**Исходный отрывок:**
○ ○ ○
Как андерсовской армии солдат,

как андерсеновский солдатик,

я не при деле. Я стихослагатель,

печально не умеющий солгать.

О, в битву я не ради орденов,

не ординарцем и не командиром —

разведчиком в болоте комарином,

что на трясучей тропке одинок.

Но самые сильные свои стихи — полные совершенно юной энергии, радости поэтической игры — Горбаневская написала уже в XXI веке; они вошли в такие её книги, как «Круги по воде», «Штойто», «Осовопросник».


Наталья Горбаневская. 1960-е годы{283}


Эту часть разговора о неподцензурной поэзии не завершить без поэтов, не примыкавших ни к каким группам. Некоторым из них обрубила крылья советская цензура: так, Александру Тимофеевскому (1933–2022) после публикации в «Синтаксисе» заявили в КГБ, что печататься он не будет никогда. Уже в брежневские годы Тимофеевский написал несколько знаменитых детских песен; во «взрослой» поэзии он не изменял классической просодии и скорбной интонации: «Душа моя старалась / Не потерять лица, / Как карандаш стиралась / И стёрлась до конца. / А то, что мы любили, / Страдание и страх — / Лишь след графитной пыли / На сереньких листах». Некоторые, наоборот, печатались в Советском Союзе — но существовали и в «неподцензурном» варианте: показателен случай Глеба Горбовского (1931–2019), одного из самых популярных поэтов 1960–70-х, близкого одновременно ленинградской официальной поэзии и деревенщикам, — и в то же время автора текстов заведомо непроходных («Я лежу на лужайке — / на асфальте, в берете. / Рядом — вкусные гайки / лижут умные дети») и даже нескольких стихотворений, ставших блатными песнями:

Когда качаются фонарики ночные

И тёмной улицей опасно вам ходить, —

Я из пивной иду,

Я никого не жду,

Я никого уже не в силах полюбить.
○ ○ ○
**Фрагмент набора данных:**
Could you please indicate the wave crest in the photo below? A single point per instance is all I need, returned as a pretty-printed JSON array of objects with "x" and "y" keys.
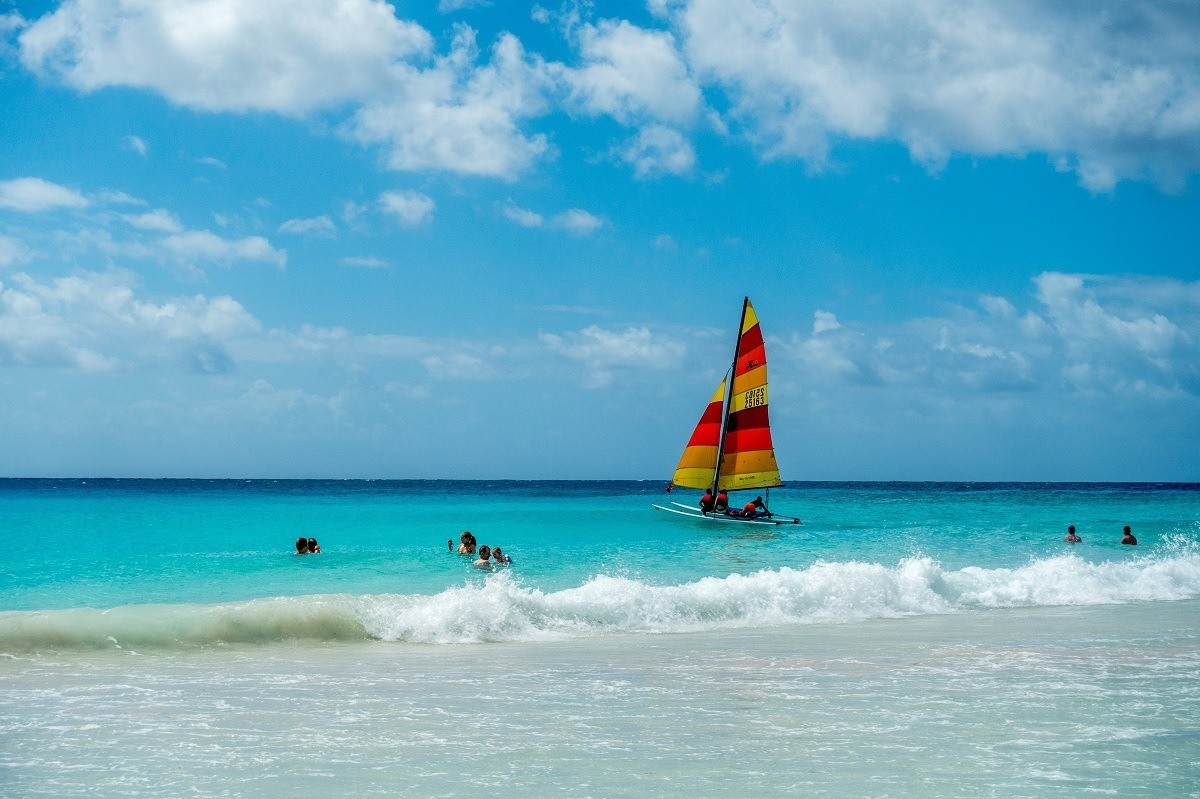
[{"x": 503, "y": 608}]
○ ○ ○
**Ваши задания:**
- a) Что, согласно отрывку о неподцензурной поэзии, заявили в КГБ Александру Тимофеевскому после публикации в «Синтаксисе»?
- b) Продолжите, пожалуйста, отрывок о неподцензурной поэзии, начиная сразу после его последних слов.
Строки — отдельный материал, к отрывку о неподцензурной поэзии они не относятся.

**Ответы:**
- a) Ему заявили, что печататься он не будет никогда.

- b)
А некоторые авторы дождались полноценных изданий и внимательного прочтения только после смерти, например, один из поэтов Малой Садовой Евгений Вензель — или Роальд Мандельштам и Сергей Чудаков, о которых мы поговорим подробнее.

Роальд Мандельштам (1932–1961) в своей поэзии сталкивал характерную проблематику модернизма (в частности, тоску по ушедшему золотому, мифологическому веку) с бытовым, сниженным изображением «окружающей действительности». В этом соположении есть романтический отзвук: «По деревьям садов заснеженных, / По сугробам сырых дворов / Бродят тени, такие нежные, / Так похожие на воров». Усвоенная поэтика Блока, Гумилёва, даже «победительного» Маяковского превращается у Мандельштама в средство для выражения регистров одиночества, оставленности, тщетности — от этого возникает ощущение, будто на одном инструменте играют музыку, написанную для другого (или — будто поэзия Петербурга звучит в Ленинграде):

Мой шаг, тяжёлый, как раздумье,

Безглазых лбов — безлобых лиц

На площадях давил глазунью

Из луж и ламповых яиц.

Лети, луна! Плети свой кокон,

Седая вечность — шелкопряд —

Пока темны колодцы окон,

О нас нигде не говорят.

В этом ощущении поэзию Роальда Мандельштама можно сопоставить с поэзией таких эмигрантов-одиночек, как Борис Поплавский и Юрий Одарченко. «Просто петь» — единственный возможный, но и горький выход из этого ощущения.

Зачем о будущем жалеть,

Бранить минувших?

Быть может, лучше просто петь,

Быть может, лучше?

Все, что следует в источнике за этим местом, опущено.